Pull out every row below that contains the string "garage", and copy each such row in full.
━━━━━ PROVIDED DATA
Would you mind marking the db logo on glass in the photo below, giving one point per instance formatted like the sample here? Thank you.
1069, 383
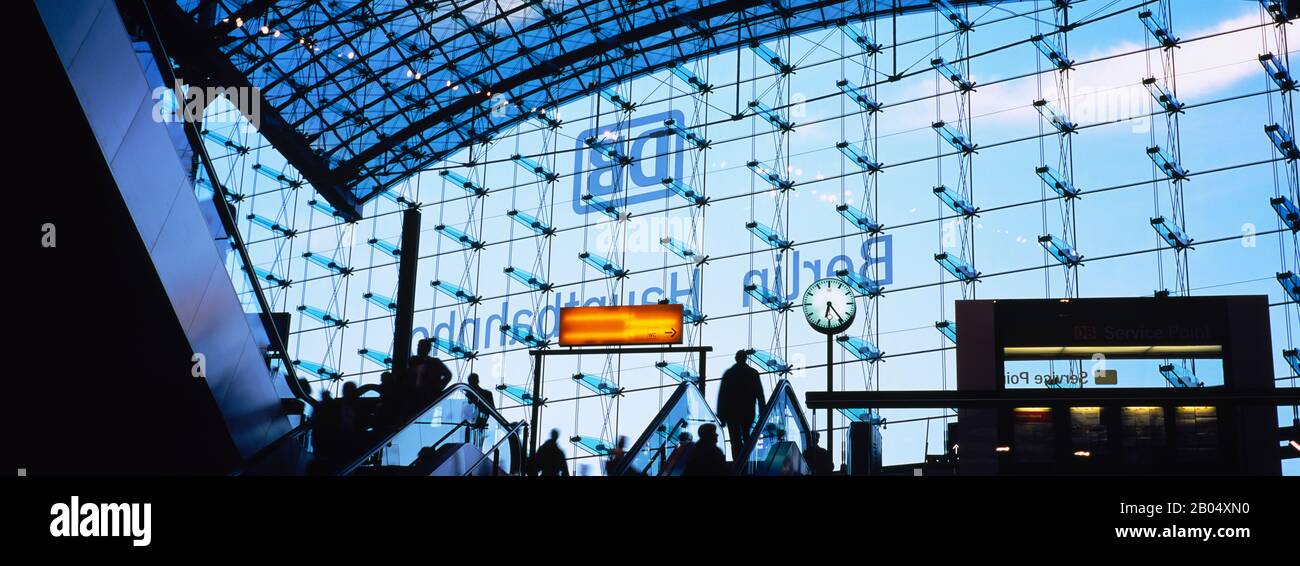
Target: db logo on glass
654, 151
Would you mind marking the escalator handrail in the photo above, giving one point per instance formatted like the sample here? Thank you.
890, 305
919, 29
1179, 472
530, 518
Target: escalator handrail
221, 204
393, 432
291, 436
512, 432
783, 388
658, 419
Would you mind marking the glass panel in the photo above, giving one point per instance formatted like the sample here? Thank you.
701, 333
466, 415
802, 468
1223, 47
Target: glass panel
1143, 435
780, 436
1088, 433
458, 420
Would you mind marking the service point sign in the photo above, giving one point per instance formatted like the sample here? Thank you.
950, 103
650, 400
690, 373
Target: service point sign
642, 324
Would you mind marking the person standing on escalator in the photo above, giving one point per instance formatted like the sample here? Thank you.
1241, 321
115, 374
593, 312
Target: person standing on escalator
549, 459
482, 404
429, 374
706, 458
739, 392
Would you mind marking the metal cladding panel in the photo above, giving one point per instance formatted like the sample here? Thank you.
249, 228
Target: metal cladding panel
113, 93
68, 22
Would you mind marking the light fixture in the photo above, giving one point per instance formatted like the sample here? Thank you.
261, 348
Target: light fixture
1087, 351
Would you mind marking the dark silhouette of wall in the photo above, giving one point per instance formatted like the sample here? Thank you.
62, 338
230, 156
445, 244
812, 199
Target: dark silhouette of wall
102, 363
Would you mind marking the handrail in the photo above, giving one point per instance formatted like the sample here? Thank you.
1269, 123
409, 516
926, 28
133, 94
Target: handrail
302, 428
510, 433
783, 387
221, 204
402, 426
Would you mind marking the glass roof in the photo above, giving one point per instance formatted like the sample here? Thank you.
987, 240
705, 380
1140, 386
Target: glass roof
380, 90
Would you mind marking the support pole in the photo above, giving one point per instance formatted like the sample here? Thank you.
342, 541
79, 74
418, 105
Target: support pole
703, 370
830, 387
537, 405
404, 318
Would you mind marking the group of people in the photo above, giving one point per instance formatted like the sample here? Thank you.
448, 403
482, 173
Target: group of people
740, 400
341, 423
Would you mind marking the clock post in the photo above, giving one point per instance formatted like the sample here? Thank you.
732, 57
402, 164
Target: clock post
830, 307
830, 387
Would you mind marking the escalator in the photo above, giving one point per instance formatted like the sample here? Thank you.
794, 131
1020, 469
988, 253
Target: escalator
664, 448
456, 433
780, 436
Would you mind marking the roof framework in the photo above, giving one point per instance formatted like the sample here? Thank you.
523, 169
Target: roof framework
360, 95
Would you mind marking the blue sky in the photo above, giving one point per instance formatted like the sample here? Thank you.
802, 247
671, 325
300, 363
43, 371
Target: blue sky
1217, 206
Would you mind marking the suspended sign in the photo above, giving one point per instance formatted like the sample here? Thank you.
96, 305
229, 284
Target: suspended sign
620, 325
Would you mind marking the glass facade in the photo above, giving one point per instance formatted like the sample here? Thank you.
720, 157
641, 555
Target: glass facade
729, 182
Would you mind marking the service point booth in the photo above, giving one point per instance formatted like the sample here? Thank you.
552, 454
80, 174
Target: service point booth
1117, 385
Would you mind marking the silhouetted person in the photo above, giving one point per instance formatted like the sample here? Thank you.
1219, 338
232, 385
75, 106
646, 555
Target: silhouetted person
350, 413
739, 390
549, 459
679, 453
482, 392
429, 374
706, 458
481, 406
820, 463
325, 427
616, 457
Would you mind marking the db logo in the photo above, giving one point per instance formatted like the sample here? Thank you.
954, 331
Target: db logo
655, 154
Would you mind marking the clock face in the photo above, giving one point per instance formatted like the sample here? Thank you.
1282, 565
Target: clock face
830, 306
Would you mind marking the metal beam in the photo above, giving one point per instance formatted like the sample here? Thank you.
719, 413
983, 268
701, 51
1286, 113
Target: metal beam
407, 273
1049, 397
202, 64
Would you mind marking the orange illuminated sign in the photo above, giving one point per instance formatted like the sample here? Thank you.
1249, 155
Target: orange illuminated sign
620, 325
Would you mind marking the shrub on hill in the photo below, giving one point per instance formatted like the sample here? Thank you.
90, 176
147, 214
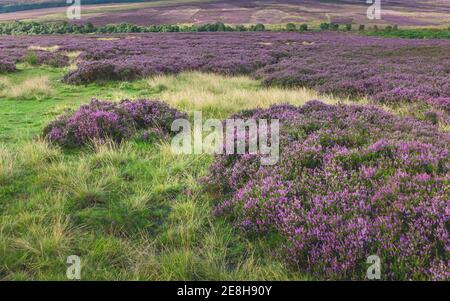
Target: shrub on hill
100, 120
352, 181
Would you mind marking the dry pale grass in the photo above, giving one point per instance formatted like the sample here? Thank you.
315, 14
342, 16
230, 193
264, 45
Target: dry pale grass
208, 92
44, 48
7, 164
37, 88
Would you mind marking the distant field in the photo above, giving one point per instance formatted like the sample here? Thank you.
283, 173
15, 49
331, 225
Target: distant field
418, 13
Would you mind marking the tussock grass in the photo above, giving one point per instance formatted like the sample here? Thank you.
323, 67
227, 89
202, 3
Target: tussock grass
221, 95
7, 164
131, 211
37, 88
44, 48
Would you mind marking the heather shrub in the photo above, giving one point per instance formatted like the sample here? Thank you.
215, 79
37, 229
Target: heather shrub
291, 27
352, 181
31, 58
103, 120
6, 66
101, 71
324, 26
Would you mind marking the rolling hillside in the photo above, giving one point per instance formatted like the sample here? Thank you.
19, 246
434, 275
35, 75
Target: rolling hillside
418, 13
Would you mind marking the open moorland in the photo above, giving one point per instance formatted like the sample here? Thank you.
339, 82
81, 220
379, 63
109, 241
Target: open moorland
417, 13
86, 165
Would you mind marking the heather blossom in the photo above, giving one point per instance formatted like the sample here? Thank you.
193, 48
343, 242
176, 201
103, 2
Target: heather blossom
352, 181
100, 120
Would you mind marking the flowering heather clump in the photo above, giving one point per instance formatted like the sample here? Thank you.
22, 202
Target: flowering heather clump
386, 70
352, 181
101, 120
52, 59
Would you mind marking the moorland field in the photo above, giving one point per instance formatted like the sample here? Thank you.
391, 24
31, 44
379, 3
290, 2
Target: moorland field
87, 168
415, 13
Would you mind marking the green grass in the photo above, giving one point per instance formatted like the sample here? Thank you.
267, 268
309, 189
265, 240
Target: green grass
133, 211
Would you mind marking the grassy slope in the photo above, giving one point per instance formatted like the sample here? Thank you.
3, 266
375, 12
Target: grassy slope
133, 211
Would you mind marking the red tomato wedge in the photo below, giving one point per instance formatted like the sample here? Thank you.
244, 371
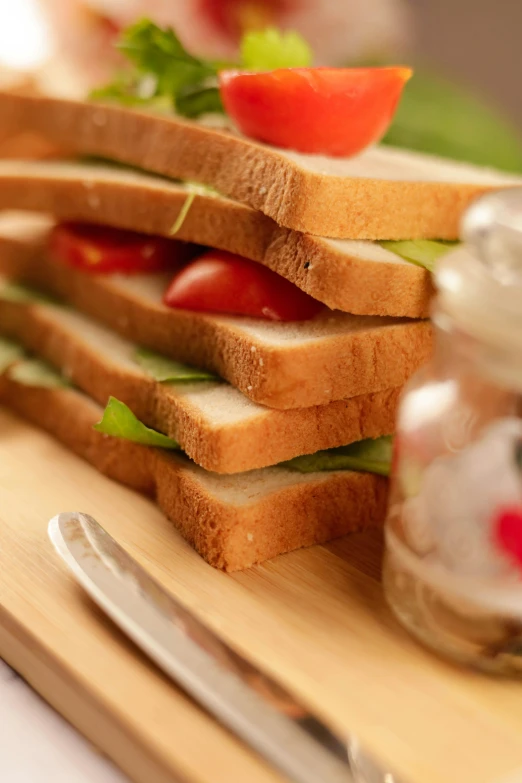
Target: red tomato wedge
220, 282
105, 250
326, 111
━━━━━━━━━━
━━━━━ PROVIDED DATA
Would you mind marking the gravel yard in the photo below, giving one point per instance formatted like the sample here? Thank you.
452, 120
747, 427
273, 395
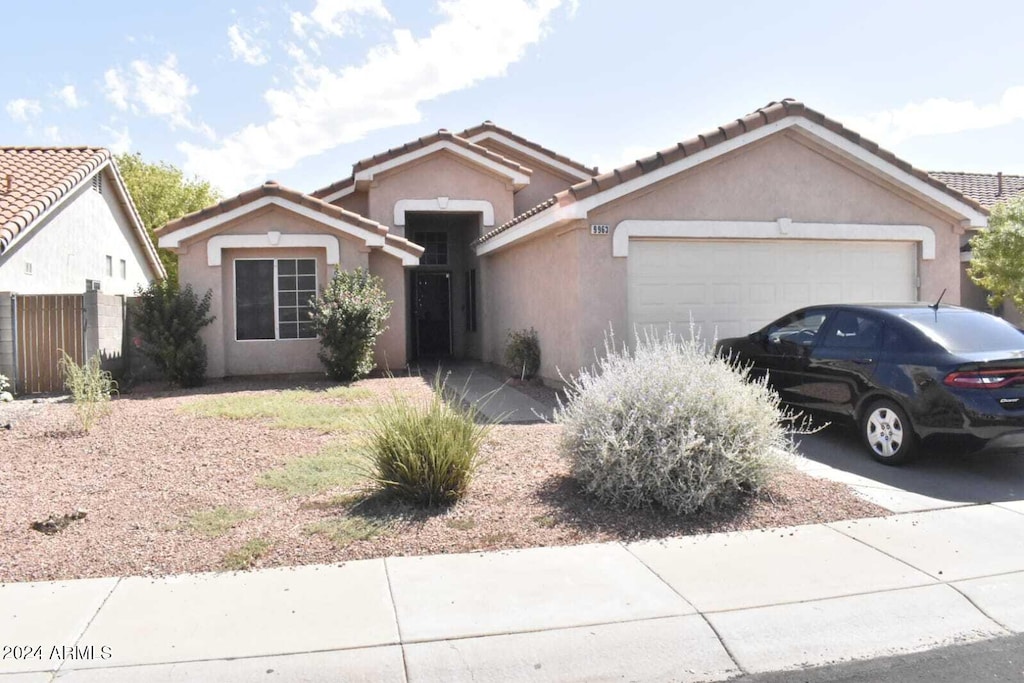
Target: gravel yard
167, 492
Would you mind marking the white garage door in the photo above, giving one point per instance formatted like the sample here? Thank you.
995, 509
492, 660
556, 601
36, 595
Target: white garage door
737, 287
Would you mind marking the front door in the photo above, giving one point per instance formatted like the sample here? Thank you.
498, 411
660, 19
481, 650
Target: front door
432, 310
━━━━━━━━━━
━━━━━ PROVIDED DATA
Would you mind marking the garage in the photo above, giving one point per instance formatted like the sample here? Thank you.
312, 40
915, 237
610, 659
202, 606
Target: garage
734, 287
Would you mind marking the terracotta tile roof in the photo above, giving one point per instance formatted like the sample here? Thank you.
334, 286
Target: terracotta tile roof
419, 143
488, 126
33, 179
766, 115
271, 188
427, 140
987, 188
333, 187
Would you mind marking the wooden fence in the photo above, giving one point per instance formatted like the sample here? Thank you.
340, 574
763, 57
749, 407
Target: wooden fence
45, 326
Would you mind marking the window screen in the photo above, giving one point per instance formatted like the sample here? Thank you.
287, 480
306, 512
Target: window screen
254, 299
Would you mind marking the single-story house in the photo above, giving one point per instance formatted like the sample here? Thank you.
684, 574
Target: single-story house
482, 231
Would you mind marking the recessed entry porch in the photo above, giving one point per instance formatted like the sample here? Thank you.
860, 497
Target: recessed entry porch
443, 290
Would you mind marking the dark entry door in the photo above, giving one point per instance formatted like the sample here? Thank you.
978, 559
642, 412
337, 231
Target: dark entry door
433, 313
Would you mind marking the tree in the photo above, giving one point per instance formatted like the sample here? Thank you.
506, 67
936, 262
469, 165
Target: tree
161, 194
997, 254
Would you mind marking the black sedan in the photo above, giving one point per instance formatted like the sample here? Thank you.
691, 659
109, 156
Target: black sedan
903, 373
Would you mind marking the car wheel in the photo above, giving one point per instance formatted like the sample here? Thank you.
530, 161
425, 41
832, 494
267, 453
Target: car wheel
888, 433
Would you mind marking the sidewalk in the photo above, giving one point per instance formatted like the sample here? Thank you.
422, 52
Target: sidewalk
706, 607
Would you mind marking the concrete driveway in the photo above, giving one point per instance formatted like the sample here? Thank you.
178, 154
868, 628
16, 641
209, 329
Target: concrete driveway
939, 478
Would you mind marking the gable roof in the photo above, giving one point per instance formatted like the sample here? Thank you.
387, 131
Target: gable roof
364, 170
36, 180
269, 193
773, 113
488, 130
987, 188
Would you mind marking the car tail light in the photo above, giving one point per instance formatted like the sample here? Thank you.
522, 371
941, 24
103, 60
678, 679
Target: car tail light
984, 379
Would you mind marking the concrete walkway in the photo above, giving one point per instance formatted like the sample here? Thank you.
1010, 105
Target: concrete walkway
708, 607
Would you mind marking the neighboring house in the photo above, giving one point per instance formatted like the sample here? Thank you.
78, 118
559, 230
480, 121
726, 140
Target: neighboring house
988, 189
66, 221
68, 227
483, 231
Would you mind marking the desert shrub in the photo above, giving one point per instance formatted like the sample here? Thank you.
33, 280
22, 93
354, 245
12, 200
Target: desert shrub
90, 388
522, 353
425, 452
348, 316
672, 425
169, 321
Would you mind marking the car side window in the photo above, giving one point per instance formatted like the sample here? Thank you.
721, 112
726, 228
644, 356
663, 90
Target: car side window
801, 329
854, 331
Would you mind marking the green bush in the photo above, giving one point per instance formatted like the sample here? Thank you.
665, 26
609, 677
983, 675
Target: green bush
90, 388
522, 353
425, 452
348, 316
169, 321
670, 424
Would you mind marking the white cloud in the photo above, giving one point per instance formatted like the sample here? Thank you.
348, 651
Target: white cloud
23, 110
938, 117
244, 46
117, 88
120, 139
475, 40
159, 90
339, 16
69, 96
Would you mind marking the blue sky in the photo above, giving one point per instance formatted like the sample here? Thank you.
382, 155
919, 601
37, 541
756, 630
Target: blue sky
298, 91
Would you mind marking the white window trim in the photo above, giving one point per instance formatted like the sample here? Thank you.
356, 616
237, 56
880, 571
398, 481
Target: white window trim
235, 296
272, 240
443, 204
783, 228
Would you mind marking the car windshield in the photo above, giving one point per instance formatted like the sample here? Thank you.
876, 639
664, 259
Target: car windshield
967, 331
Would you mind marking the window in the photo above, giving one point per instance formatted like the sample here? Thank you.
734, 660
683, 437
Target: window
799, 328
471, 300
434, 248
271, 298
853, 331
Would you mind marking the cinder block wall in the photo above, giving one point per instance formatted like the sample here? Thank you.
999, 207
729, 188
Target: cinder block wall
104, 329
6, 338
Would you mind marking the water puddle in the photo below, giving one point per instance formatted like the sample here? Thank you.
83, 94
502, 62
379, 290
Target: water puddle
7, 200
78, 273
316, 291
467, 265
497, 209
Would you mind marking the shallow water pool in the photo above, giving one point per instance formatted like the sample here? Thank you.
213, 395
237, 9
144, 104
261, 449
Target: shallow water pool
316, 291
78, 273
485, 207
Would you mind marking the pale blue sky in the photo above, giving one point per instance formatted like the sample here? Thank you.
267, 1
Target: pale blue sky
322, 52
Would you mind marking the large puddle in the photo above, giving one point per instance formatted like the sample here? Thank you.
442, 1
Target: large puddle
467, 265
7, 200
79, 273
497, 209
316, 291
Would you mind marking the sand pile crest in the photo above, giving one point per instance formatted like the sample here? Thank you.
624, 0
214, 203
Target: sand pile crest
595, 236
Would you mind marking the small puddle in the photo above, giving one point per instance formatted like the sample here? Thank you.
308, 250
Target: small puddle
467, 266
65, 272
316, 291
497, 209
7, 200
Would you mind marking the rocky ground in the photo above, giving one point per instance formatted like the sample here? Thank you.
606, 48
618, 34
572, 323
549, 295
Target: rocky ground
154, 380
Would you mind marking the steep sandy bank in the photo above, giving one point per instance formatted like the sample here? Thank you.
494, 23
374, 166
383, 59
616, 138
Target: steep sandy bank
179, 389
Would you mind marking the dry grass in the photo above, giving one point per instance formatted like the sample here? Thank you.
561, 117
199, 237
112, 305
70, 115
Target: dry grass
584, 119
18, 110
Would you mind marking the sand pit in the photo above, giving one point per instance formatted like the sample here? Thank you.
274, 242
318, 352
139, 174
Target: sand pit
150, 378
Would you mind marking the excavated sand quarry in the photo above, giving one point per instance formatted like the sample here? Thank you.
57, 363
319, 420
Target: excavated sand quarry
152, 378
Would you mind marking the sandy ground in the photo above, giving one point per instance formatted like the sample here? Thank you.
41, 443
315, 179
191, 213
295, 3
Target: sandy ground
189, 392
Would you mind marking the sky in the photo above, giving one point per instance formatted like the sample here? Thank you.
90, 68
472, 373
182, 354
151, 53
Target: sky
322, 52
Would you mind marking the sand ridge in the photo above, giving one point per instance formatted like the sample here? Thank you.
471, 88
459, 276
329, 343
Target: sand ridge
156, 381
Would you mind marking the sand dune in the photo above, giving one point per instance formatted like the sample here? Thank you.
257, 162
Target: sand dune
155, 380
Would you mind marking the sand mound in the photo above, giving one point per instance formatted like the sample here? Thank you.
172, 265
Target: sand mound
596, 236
━━━━━━━━━━
> [SOLUTION TO THIS TASK]
Would you mind marking the white garage door in the photo above, giving one point per instance formatted like the sample here? Thank you.
Target: white garage door
Would you mind marking the garage in the photo above, giving one point per instance formatted like the sample here? Thank you.
Target: garage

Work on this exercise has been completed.